課題文
LGBTQという枠の中で暮らさなきゃ、なんてない。
今でこそタレント・美容家として多方面で活躍するGENKINGさんだが、現在の幸せをつかむまでにはさまざまな苦難があったという。その大きな原因は、自身が性同一性障がいであったこと。周囲からの偏見を恐れ、常に人の目を気にしながら生きてきたにもかかわらず、自分が求める生き方や暮らしを手に入れるに至った強い思いの原点とは?
「その人らしさ」とはなんだろう? 本人が「こうなりたい」と思い描いたように生きることこそが正解であると思いたいが、現在の日本では未だに「男らしさ」「女らしさ」を筆頭とした「こうあるべき」という古い既成概念を押しつける風潮が強い。独自のセクシュアリティを持つLGBTQの人が生きづらい世の中だといわれるのも、こういった価値観の押しつけと理解不足によるものだろう。体は男性、心は女性という性同一性障がいのGENKINGさんもずっと生きづらさを感じながら人生を歩んできたひとりだ。逆境にもめげずに夢や理想の生き方を実現した彼女の生き様と、自分らしい暮らしを手に入れるためのコツについて話を伺った。

表示情報
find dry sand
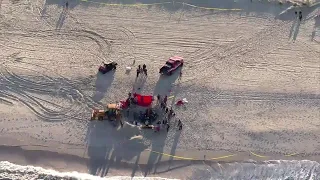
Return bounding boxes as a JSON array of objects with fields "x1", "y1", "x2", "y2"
[{"x1": 0, "y1": 0, "x2": 320, "y2": 178}]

記述問題 A
課題文の内容を2文で要約してください。
記述問題 B
課題文のうち「今でこそタレント・美容家とし」と「に至った強い思いの原点とは?」の間を、両端も含めて一字一句違えずに書き写すこと。

問題の解答 A
現在の日本では「男らしさ」「女らしさ」をはじめとする「こうあるべき」という古い既成概念を押しつける風潮が強く、LGBTQの人にとって生きづらい世の中だといわれている。体は男性、心は女性という性同一性障がいのGENKINGさんは、周囲からの偏見を恐れ生きづらさを感じてきたが、逆境にもめげずに夢や理想の生き方を実現した。

問題の解答 B
今でこそタレント・美容家として多方面で活躍するGENKINGさんだが、現在の幸せをつかむまでにはさまざまな苦難があったという。その大きな原因は、自身が性同一性障がいであったこと。周囲からの偏見を恐れ、常に人の目を気にしながら生きてきたにもかかわらず、自分が求める生き方や暮らしを手に入れるに至った強い思いの原点とは?